# ARTIKEL
++++++++++
Doch wenn man weiter liest, bleibt kein Zweifel, dass nicht jedes autonome Sozialsystem über eine »Verfassung« verfügt, sondern dass Konstitutionalisierung zusätzlich einen »Ultrazyklus« voraussetzt, das heißt eine strukturelle Kopplung zwischen zwei Systemen mit einem binären Meta-Code.
»Auf der Meta-Ebene fungiert der Verfassungscode, denn er unterwirft Entscheidungen, die bereits unter der binären Recht/Unrecht-Codierung gefällt wurden, einer zusätzlichen Prüfung, nämlich ob sie sozialverfassungsrechtlichen Anforderungen entsprechen. Hier entsteht also die für alle Verfassungen – für politische Staatsverfassungen, für Sozialverfassungen oder für Organisationsverfassungen – typische Hierarchie zwischen einfachem Recht und Verfassungsrecht, ›the law of the laws‹. Dem Rechtscode (rechtmäßig/rechtswidrig) wird der Verfassungscode des jeweiligen Sozialbereichs (verfassungsmäßig/verfassungswidrig) übergeordnet. … Dieser gewiss nicht einfach gebaute Zusammenhang von struktureller Kopplung und ihrer hybriden Meta-Codierung … « [15]Teubner, Verfassungen ohne Staat?, 2010, Internetfassung S. 26.
++++++++++
# BEREITGESTELLTE DATEN
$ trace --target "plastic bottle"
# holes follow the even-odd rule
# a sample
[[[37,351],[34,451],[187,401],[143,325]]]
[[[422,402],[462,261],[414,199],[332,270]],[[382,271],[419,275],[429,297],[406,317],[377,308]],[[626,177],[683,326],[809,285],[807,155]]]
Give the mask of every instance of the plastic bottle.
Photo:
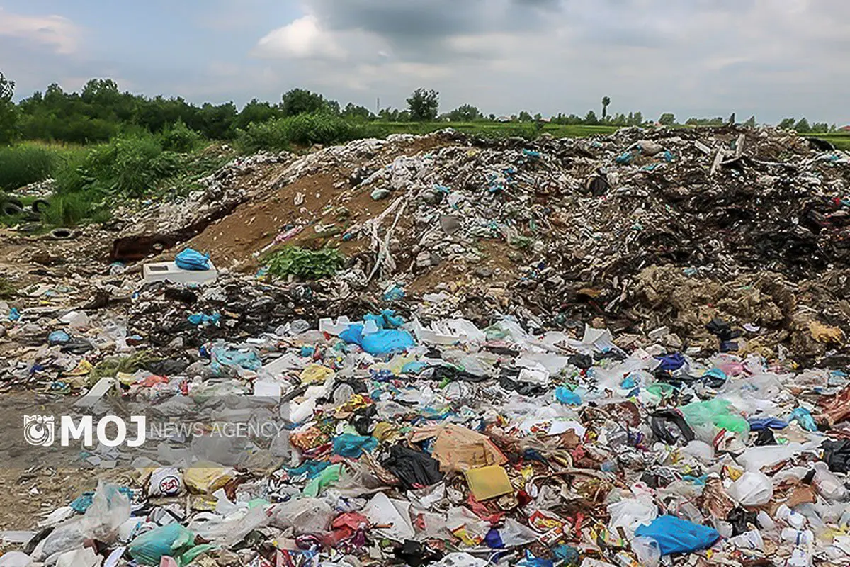
[[[814,541],[814,533],[811,530],[784,528],[781,536],[783,541],[788,541],[796,546],[808,546]]]
[[[794,512],[794,510],[791,510],[785,504],[781,504],[779,507],[776,508],[776,519],[781,519],[797,530],[802,530],[802,527],[806,525],[806,517],[802,513]],[[782,531],[785,532],[785,530]]]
++++++++++
# ZU ERLEDIGENDE AUFGABEN
1. Prüfe, ob die folgenden Aussagen mit dem Artikel übereinstimmen, und antworte jeweils mit Ja oder Nein sowie den entscheidenden Worten des Artikels als wörtlichem Zitat.
(a) Jedes autonome Sozialsystem verfügt über eine Verfassung.
(b) Der Verfassungscode ist dem Rechtscode übergeordnet.
(c) Die Hierarchie zwischen einfachem Recht und Verfassungsrecht gilt nur für politische Staatsverfassungen.
2. Beantworte anhand des Artikels diese Fragen:
(a) Was setzt Konstitutionalisierung zusätzlich voraus?
(b) Auf welcher Ebene fungiert der Verfassungscode?
(c) Welche beiden Werte hat der Rechtscode?
3. Gib den Abschnitt des Artikels wortgetreu wieder, beginnend bei „Doch wenn man“ und endend bei „einem binären Meta-Code.“.
Das Material stammt aus einer anderen Quelle.

# DIE ERGEBNISSE
1.
(a) Nein: „dass nicht jedes autonome Sozialsystem über eine »Verfassung« verfügt“
(b) Ja: „Dem Rechtscode (rechtmäßig/rechtswidrig) wird der Verfassungscode des jeweiligen Sozialbereichs (verfassungsmäßig/verfassungswidrig) übergeordnet.“
(c) Nein: „die für alle Verfassungen – für politische Staatsverfassungen, für Sozialverfassungen oder für Organisationsverfassungen – typische Hierarchie zwischen einfachem Recht und Verfassungsrecht“

2.
(a) Einen »Ultrazyklus«, das heißt eine strukturelle Kopplung zwischen zwei Systemen mit einem binären Meta-Code.
(b) Auf der Meta-Ebene.
(c) Rechtmäßig und rechtswidrig.

3.
Doch wenn man weiter liest, bleibt kein Zweifel, dass nicht jedes autonome Sozialsystem über eine »Verfassung« verfügt, sondern dass Konstitutionalisierung zusätzlich einen »Ultrazyklus« voraussetzt, das heißt eine strukturelle Kopplung zwischen zwei Systemen mit einem binären Meta-Code.